(Collection entries)
"""

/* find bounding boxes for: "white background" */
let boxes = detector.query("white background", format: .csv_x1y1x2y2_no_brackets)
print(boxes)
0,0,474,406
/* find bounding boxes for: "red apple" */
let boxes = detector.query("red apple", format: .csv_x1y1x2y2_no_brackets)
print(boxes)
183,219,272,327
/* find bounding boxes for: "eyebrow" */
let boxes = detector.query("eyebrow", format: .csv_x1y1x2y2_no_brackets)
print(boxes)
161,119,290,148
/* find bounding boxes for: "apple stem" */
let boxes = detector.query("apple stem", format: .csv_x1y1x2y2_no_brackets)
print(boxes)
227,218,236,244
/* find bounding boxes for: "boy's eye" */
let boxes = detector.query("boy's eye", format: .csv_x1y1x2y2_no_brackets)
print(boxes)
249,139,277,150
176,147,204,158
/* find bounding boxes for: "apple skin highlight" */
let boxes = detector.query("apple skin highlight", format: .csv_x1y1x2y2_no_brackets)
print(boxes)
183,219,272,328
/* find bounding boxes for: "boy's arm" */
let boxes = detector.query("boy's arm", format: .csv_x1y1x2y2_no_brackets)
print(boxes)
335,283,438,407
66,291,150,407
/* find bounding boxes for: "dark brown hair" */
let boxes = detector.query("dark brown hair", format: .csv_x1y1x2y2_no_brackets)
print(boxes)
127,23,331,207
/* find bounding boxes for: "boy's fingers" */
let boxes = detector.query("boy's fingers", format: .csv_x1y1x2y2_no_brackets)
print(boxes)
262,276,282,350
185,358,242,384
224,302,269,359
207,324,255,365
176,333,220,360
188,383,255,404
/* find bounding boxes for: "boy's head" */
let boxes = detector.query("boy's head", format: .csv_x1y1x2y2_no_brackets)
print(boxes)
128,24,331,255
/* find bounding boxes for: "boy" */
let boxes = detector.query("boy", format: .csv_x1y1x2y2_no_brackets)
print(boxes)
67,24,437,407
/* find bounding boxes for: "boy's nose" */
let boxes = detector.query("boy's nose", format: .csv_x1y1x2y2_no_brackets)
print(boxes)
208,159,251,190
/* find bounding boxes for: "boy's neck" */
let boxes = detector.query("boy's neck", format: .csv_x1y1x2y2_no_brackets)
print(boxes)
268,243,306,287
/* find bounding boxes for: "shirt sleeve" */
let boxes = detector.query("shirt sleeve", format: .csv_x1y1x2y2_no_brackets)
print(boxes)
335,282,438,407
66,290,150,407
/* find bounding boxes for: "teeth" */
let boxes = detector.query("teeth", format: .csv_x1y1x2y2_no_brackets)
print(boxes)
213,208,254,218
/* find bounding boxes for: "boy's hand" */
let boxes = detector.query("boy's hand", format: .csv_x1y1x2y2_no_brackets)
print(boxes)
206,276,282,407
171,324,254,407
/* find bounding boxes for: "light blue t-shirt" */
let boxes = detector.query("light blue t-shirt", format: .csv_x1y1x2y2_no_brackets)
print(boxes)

"""

## Exercise description
Return each line from the entries above that contains the string "background", and treat uppercase and lowercase as different.

## Task result
/* find bounding boxes for: "white background" */
let boxes = detector.query("white background", format: .csv_x1y1x2y2_no_brackets)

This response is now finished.